## YOUR OBJECTIVE
Format the rows below as a two-column CSV with the headers instruction and response, covering the rows from the start up to and including the line containing "<point>208,153</point>". Give one line per row, with the row's text and its answer each in a single quoted field and all line breaks turned into spaces.

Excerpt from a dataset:
______

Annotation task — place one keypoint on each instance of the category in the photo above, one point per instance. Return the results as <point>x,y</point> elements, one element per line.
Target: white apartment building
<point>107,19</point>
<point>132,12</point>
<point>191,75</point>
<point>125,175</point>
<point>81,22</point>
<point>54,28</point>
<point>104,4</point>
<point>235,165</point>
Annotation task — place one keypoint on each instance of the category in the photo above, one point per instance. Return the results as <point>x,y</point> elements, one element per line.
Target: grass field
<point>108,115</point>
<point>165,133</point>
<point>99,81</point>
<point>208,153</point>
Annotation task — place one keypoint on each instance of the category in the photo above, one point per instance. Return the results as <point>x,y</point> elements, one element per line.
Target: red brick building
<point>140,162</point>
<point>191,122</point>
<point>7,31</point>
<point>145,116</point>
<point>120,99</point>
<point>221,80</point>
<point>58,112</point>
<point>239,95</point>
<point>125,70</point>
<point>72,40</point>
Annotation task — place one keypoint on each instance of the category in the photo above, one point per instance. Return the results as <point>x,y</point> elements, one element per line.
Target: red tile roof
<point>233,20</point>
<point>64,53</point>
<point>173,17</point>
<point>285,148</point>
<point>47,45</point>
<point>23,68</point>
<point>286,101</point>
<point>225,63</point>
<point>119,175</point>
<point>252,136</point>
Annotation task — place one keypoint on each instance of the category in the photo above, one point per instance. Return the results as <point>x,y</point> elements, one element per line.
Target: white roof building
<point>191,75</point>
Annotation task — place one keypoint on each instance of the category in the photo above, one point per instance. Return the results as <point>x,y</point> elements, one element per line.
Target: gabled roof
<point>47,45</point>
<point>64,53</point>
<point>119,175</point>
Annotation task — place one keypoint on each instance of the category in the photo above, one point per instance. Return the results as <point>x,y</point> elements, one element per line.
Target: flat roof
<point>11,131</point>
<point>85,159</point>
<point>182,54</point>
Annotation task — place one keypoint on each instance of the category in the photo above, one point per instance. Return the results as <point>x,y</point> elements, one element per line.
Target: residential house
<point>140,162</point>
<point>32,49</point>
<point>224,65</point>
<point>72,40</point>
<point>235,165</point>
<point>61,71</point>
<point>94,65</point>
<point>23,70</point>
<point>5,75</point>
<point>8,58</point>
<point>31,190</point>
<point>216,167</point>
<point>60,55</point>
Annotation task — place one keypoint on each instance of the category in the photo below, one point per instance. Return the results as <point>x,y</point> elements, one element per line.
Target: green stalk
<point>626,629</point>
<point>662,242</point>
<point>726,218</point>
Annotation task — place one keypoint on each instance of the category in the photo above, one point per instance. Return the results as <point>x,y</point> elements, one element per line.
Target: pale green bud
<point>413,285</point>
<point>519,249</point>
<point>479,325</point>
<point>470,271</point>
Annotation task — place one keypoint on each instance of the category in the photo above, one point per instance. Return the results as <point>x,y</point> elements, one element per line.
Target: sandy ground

______

## REPLY TO THE TASK
instruction,response
"Annotation task — place one keypoint on each instance of the category in the photo above, one point per instance. Return the results as <point>x,y</point> elements, one element per line. Target: white apartment building","<point>107,19</point> <point>132,12</point> <point>191,75</point> <point>125,175</point> <point>81,22</point> <point>54,28</point> <point>104,4</point> <point>235,165</point>"
"Annotation task — place one keypoint on each instance of the category in the photo above, one point per instance. Return the results as <point>x,y</point> elements, one element per line. Target: grass field","<point>108,115</point> <point>165,133</point> <point>99,81</point> <point>208,153</point>"